• _Objectif_
Répondez, s'il vous plaît, à ces questions sur le texte consacré aux débuts du blogue :
(a) En quelle année le récit situe-t-il le début du blogue ?
(b) Selon le texte, qu'est-ce qu'il suffisait d'ouvrir pour qu'on vous fasse confiance ?
(c) À quoi le récit dit-il devoir « cet immense coup de pied au cul » ?

• _Extrait à lire_

Quand j'ai commencé à bloguer en 2009, il y avait cette espèce d'aura d'écrivain qui gravitait autour de ma personne. Que je ne croyais d'ailleurs pas mériter à l'époque. Et que peu de blogueurs méritaient, si tu veux mon avis. J'aimais bien me savoir inadéquat et absolument pas à la hauteur de ma réputation. Me dire qu'il me fallait lutter pour convaincre. Pour m'affranchir de l'imposture.
C'était l'époque. On accordait beaucoup de sérieux à ceux qui osaient prendre la plume. Suffisait d’ouvrir un blogspot pour que, déjà, on te fasse confiance. On te savait porteur d’une forte inclination pour la littérature et les arts. L’un des nôtres. Un potentiel partenaire d’études, de café. Une baise. Un collègue, un ami.
Cette confiance systématique, ce sérieux accordé aléatoirement, pouvait rendre inconfortables les gens alors inaptes à répondre aux attentes. Il nous fallait donc remédier au malaise rapidement. Obéir aux violences intrinsèques qui exhortent de remettre le cul sur un banc d’école dare-dare et/ou dissiper sa honte à la Grande Bibliothèque et l’en ressortir que lorsque la culture générale ne s’en portera mieux.
J’ai fait les deux. L’opportunité de reprendre les études où je les avais laissées n’allait jamais plus se manifester de manière aussi convaincante/révélatrice. Je dois cet immense coup de pied au cul à mon premier blogue, je le dois à ce qui flottait dans l’air cette année-là. L’esprit dans lequel le web québécois trouvait son souffle. Écrire, et pas des insignifiances, c’était le shit.

[Entrées pour l'annotation par boîtes englobantes]
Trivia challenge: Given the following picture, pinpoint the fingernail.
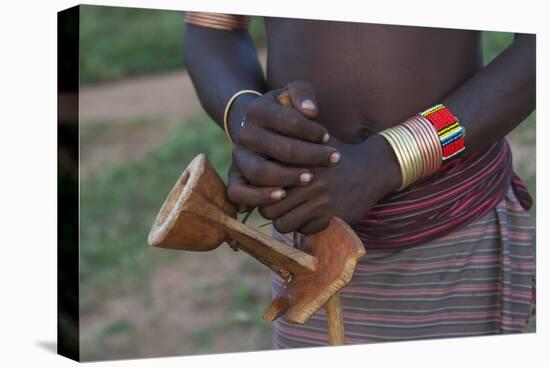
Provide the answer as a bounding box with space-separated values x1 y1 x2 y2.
329 152 340 164
302 99 315 111
270 190 286 200
300 172 313 183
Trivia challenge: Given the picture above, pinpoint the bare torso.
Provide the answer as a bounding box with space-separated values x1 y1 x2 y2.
266 18 482 143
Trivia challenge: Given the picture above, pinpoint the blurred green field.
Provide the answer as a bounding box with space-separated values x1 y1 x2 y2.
80 5 265 84
75 6 536 359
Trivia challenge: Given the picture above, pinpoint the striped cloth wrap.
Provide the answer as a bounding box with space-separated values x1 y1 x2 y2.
354 139 532 250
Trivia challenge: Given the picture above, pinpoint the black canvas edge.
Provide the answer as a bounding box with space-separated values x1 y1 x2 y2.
57 6 80 361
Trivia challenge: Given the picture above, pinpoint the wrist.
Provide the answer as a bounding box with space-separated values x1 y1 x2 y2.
365 134 401 196
359 134 401 198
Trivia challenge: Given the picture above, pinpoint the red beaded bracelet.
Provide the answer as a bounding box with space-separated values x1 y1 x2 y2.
420 104 465 166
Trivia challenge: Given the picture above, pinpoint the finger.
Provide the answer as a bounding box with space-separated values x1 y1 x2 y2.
245 96 329 143
233 147 313 187
298 218 330 234
227 166 286 209
287 80 318 119
258 187 317 219
273 200 326 233
237 126 340 166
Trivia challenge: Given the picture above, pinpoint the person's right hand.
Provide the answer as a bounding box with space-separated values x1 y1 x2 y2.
227 81 340 213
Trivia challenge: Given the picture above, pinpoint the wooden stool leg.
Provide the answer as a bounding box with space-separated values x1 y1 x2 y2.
325 293 346 345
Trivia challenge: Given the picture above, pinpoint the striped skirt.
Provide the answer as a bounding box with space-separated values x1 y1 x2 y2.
272 189 535 348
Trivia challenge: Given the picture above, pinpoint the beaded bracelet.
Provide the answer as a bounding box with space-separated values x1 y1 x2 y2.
380 104 464 191
185 11 250 31
420 104 465 164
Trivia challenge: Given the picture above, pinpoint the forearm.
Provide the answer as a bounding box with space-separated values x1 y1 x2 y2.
184 24 265 138
441 34 536 153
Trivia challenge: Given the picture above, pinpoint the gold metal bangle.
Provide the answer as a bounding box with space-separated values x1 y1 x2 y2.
395 125 423 183
415 115 443 170
381 128 414 191
185 11 250 31
404 116 440 177
412 116 437 177
223 89 262 144
415 116 442 174
392 125 422 186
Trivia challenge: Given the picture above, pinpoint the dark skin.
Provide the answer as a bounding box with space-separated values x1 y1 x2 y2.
185 18 535 233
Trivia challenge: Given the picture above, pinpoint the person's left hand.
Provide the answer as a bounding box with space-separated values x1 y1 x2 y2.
259 134 401 234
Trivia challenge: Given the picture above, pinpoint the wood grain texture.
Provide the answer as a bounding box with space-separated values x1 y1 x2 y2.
148 154 365 344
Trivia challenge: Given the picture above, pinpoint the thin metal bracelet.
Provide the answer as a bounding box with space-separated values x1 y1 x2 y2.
223 89 262 144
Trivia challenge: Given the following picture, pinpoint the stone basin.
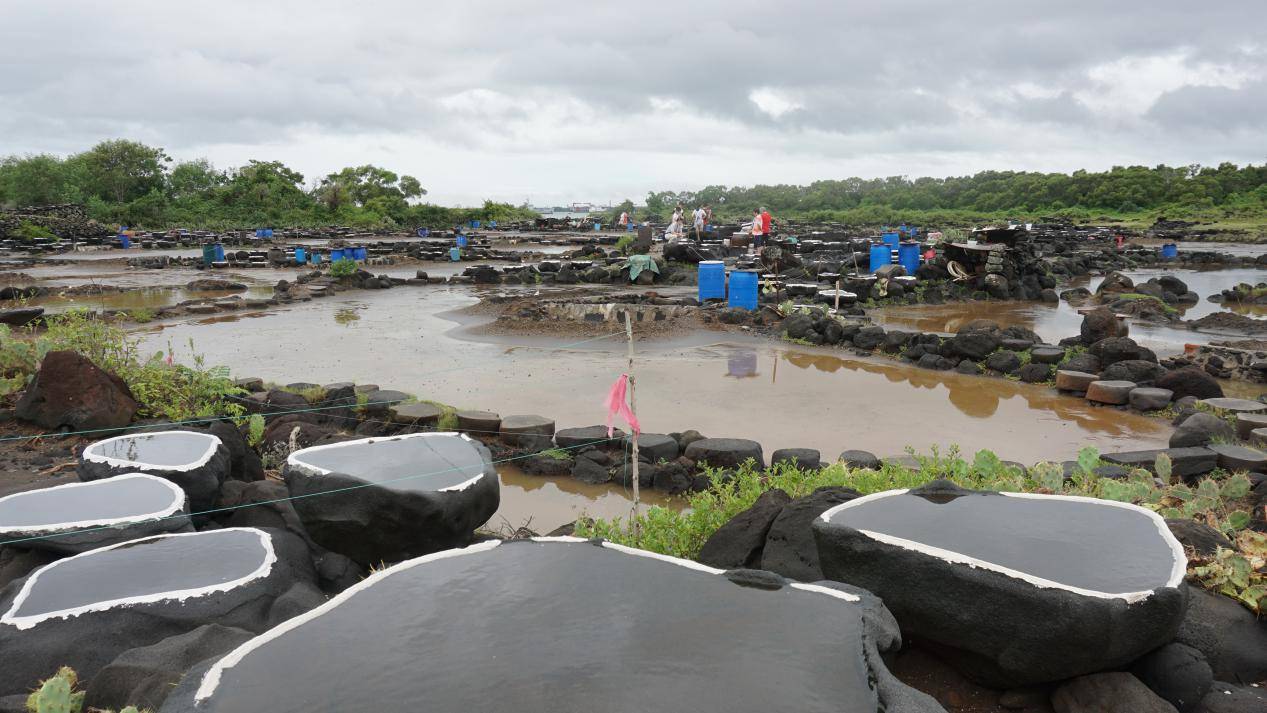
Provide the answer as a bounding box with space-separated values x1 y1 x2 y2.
813 481 1187 686
162 538 940 713
283 433 500 565
0 528 319 697
0 472 191 553
77 431 232 512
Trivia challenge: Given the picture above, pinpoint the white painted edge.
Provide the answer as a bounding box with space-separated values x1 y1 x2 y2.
84 431 220 472
194 539 502 703
286 431 489 493
0 527 277 629
194 536 859 704
818 489 1187 603
0 472 185 534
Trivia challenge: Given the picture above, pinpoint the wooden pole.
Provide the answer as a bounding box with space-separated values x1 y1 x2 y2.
625 310 641 543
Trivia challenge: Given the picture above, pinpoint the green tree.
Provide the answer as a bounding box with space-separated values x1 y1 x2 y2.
72 139 171 203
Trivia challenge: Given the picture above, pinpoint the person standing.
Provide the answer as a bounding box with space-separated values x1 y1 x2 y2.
753 208 765 253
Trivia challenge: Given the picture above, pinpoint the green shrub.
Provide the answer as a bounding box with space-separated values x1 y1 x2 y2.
329 257 357 280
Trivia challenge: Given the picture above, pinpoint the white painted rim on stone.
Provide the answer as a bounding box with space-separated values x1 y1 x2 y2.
818 489 1187 603
0 527 277 629
0 472 186 534
194 536 860 704
286 431 490 493
84 431 220 472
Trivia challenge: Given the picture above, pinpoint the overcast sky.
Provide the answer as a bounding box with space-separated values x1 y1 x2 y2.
0 0 1267 205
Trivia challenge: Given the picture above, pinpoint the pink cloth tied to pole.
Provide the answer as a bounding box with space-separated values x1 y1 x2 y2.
607 374 642 438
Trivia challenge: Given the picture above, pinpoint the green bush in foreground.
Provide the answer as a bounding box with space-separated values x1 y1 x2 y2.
575 447 1267 612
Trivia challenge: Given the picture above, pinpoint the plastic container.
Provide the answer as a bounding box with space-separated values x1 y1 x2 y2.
727 270 758 310
870 243 893 272
897 242 920 275
699 260 726 301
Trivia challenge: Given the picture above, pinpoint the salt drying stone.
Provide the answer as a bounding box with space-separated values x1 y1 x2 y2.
283 433 500 565
813 480 1187 688
77 431 232 510
0 472 193 553
0 528 315 697
162 538 940 713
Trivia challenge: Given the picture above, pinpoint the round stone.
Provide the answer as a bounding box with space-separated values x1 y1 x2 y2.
1237 413 1267 441
500 414 554 446
1130 386 1175 412
457 410 502 434
389 401 442 427
1087 381 1136 405
1030 347 1064 363
1055 370 1100 394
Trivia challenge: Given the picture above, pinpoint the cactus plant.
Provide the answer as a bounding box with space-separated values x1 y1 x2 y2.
27 666 84 713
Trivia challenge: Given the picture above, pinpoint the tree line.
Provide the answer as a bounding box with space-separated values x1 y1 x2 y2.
612 163 1267 224
0 139 536 229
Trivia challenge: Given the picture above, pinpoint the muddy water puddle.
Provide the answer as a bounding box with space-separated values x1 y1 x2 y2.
870 268 1267 355
146 286 1169 473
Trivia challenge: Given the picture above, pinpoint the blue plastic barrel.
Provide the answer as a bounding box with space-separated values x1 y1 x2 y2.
870 243 893 272
897 242 920 275
699 260 726 301
729 270 758 309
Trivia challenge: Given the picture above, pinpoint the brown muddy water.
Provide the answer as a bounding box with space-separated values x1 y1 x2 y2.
136 286 1169 462
870 267 1267 355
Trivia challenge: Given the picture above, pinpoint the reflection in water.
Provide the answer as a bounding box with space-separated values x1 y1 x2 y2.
726 350 756 379
334 306 361 327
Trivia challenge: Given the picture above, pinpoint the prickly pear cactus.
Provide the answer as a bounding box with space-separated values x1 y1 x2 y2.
27 666 84 713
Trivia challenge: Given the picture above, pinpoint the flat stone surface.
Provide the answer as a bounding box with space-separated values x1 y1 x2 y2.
84 431 220 471
555 426 625 448
457 410 502 434
0 529 272 626
286 433 487 491
1206 443 1267 471
390 401 443 426
1087 381 1135 405
163 541 936 713
1055 370 1100 393
1197 399 1267 413
1030 347 1064 363
1130 386 1175 412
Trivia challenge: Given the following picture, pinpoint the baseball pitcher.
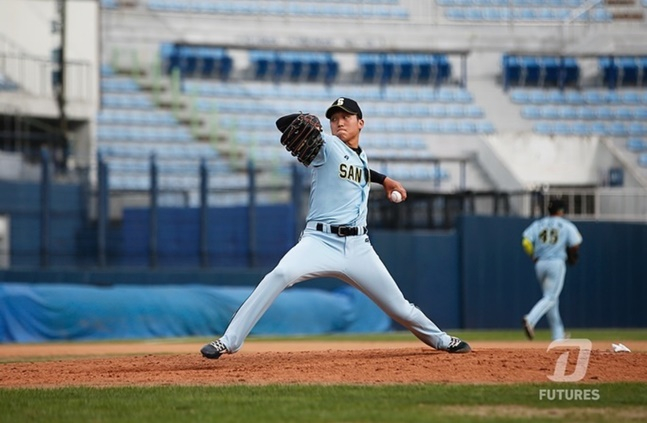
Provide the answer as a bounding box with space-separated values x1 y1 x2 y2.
201 97 471 359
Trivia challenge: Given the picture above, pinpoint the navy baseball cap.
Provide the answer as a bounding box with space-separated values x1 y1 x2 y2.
326 97 362 119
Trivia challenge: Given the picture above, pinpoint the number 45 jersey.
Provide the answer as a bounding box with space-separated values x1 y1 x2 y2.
523 216 582 260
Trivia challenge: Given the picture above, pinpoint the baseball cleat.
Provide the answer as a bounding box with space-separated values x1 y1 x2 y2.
445 336 472 353
200 339 227 359
521 317 535 341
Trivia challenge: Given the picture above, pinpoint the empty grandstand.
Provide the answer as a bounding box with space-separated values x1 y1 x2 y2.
0 0 647 264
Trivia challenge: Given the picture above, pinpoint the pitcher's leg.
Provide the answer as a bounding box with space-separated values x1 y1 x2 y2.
346 248 452 350
546 300 564 341
220 265 292 353
526 261 565 328
214 237 338 353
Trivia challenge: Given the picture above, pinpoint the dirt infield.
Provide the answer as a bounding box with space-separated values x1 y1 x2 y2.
0 341 647 387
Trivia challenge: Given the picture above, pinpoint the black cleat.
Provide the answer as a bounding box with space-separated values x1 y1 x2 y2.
200 339 227 359
445 336 472 354
521 317 535 341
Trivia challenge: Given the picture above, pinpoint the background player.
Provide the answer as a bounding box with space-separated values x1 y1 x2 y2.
201 97 471 358
522 199 582 340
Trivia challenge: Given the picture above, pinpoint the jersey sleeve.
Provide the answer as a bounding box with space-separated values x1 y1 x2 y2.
309 133 332 167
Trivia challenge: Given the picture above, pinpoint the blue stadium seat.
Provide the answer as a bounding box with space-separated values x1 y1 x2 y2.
638 153 647 167
626 138 647 153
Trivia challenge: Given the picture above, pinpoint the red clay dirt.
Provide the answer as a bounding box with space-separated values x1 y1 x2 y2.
0 340 647 388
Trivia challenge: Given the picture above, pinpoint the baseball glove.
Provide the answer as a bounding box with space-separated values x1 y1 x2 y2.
281 113 324 166
566 247 580 266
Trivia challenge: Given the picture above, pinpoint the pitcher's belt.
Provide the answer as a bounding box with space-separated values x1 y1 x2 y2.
308 222 368 236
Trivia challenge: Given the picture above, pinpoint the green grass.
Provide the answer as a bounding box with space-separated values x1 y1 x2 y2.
0 329 647 423
0 383 647 423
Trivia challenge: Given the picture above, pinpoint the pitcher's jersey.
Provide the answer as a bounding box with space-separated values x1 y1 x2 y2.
306 133 371 226
523 216 582 260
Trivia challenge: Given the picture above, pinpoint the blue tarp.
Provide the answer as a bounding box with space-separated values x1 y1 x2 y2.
0 283 391 343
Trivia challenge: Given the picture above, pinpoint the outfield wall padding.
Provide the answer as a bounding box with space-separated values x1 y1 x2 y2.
0 283 391 343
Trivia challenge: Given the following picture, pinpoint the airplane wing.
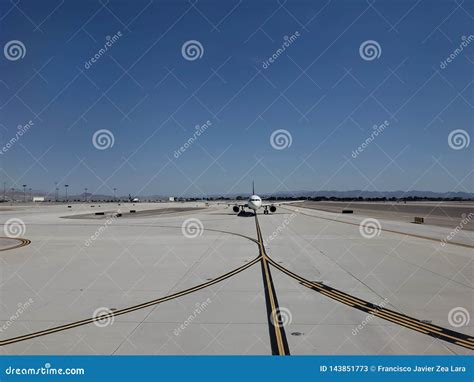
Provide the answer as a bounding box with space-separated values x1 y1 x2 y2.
262 200 307 207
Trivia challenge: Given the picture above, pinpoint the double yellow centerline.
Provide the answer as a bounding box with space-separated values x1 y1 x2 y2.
255 214 290 355
268 258 474 350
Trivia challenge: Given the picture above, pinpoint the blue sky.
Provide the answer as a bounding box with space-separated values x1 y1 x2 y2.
0 0 474 195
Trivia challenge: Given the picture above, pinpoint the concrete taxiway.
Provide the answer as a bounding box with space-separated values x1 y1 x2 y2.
0 203 474 355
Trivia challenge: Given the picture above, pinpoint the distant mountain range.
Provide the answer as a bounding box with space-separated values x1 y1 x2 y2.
265 190 474 199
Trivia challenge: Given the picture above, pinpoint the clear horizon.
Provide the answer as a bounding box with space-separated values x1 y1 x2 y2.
0 0 474 196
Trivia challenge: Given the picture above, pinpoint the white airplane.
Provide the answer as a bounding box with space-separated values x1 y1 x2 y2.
229 182 304 215
128 194 140 203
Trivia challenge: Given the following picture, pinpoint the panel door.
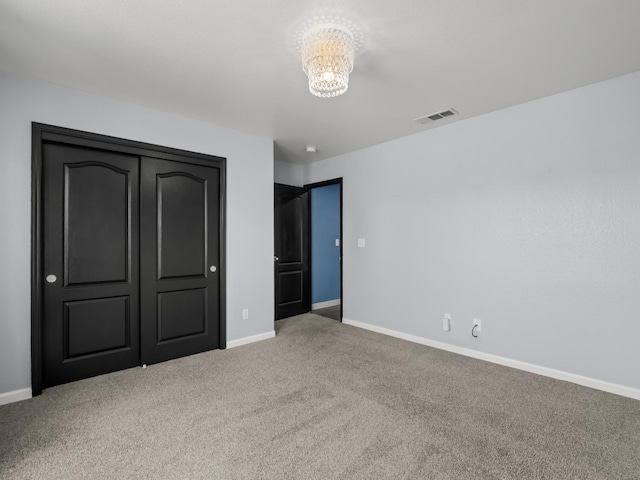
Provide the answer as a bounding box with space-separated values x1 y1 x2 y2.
140 158 220 364
41 143 140 387
274 184 311 320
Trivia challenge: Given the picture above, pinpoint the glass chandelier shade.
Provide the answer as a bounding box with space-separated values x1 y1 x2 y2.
301 24 355 98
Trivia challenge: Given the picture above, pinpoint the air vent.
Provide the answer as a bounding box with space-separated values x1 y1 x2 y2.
415 108 458 125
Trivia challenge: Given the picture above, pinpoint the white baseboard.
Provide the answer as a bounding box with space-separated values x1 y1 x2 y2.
0 388 33 405
227 330 276 348
311 298 340 310
342 317 640 400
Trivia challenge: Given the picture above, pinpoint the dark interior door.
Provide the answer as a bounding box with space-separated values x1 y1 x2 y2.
40 143 140 387
274 184 311 320
140 158 220 363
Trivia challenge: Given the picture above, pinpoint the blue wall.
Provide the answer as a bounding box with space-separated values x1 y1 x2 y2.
311 184 340 303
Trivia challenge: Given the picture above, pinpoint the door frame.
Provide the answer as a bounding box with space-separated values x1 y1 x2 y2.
304 177 344 323
31 122 227 396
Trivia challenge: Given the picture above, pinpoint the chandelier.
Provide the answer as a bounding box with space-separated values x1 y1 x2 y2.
300 23 356 98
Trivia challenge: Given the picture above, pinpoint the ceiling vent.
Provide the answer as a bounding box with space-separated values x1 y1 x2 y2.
415 108 458 125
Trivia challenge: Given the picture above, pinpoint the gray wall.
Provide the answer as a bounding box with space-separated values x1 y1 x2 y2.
0 74 273 394
273 160 304 187
304 73 640 388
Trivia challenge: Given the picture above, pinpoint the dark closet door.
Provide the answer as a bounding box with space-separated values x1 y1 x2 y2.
274 184 311 320
40 143 140 387
140 158 220 363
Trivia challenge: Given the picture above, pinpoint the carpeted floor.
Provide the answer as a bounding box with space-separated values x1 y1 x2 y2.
0 314 640 480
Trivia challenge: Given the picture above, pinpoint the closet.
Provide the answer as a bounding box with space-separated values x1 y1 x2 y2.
32 124 225 394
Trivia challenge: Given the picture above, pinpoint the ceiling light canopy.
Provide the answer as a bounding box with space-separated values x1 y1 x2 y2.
301 23 355 97
293 11 363 98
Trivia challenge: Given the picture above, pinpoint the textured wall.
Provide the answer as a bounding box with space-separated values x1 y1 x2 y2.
311 184 340 304
305 73 640 388
0 74 273 394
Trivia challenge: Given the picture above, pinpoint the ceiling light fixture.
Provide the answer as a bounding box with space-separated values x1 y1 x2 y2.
301 23 355 98
294 12 363 98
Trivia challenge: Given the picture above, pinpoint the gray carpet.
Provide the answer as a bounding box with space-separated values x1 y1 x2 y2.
0 314 640 480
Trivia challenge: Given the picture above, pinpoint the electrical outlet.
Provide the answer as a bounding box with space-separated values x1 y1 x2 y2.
442 313 451 332
473 318 482 335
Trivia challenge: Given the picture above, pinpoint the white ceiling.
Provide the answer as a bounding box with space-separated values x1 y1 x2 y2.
0 0 640 163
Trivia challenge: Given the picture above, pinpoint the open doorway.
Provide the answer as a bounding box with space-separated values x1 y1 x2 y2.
308 181 342 321
273 178 343 321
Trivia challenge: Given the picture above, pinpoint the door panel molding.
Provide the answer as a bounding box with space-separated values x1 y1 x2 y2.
31 122 226 396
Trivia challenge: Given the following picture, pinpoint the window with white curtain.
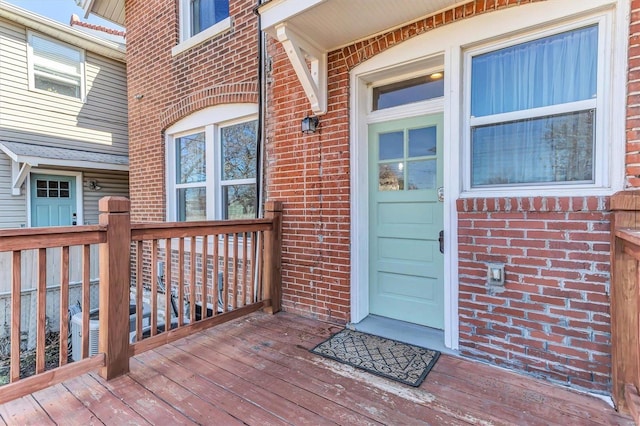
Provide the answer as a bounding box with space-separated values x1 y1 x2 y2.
167 110 258 221
467 23 603 188
28 33 84 99
173 0 231 50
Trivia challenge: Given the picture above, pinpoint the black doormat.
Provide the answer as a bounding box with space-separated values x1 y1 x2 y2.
311 329 440 386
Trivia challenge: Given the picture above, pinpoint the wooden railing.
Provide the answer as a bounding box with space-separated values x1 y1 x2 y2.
610 191 640 424
0 197 281 403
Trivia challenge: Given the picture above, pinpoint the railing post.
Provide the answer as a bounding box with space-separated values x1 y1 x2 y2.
262 201 282 314
610 191 640 411
98 197 131 380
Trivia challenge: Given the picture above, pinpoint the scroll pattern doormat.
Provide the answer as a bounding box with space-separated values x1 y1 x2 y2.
311 329 440 386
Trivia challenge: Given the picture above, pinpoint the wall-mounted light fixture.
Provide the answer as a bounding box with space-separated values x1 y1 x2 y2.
86 180 102 191
300 115 320 134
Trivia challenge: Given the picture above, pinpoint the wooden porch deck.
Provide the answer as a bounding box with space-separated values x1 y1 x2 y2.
0 313 633 425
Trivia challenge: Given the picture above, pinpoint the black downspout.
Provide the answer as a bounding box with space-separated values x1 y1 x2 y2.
253 0 265 218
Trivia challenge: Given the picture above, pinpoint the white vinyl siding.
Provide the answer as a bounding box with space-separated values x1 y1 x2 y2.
0 21 128 155
27 32 84 100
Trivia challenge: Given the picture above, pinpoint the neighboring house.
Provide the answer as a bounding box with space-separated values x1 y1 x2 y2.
0 2 129 346
80 0 640 393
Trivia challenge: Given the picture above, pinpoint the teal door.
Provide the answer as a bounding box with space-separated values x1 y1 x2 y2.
31 174 77 226
369 113 444 329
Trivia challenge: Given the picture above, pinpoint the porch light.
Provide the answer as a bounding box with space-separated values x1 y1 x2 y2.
300 115 320 134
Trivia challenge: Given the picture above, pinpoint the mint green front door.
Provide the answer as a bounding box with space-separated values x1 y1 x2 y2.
31 174 77 227
369 113 444 329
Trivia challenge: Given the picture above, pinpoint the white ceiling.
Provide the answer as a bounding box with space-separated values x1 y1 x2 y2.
259 0 468 52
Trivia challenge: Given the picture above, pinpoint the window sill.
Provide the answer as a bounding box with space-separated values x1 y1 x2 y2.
171 17 231 56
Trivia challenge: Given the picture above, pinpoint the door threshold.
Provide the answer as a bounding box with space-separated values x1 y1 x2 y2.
347 315 459 356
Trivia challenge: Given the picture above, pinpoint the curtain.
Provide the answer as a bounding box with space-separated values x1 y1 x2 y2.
471 25 598 186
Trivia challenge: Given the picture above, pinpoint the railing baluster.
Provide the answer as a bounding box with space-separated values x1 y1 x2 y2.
189 237 196 322
178 238 184 326
240 232 249 306
164 238 173 331
36 248 47 374
249 232 258 303
212 234 221 316
231 232 240 310
9 250 22 383
150 238 158 336
222 234 229 312
82 244 91 358
59 246 69 365
136 241 144 342
200 235 209 318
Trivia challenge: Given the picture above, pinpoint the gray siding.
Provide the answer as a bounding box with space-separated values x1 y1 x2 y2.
0 20 128 155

• _Corrigé_
(a) En 2009.
(b) Un blogspot.
(c) Au premier blogue et à ce qui flottait dans l'air cette année-là.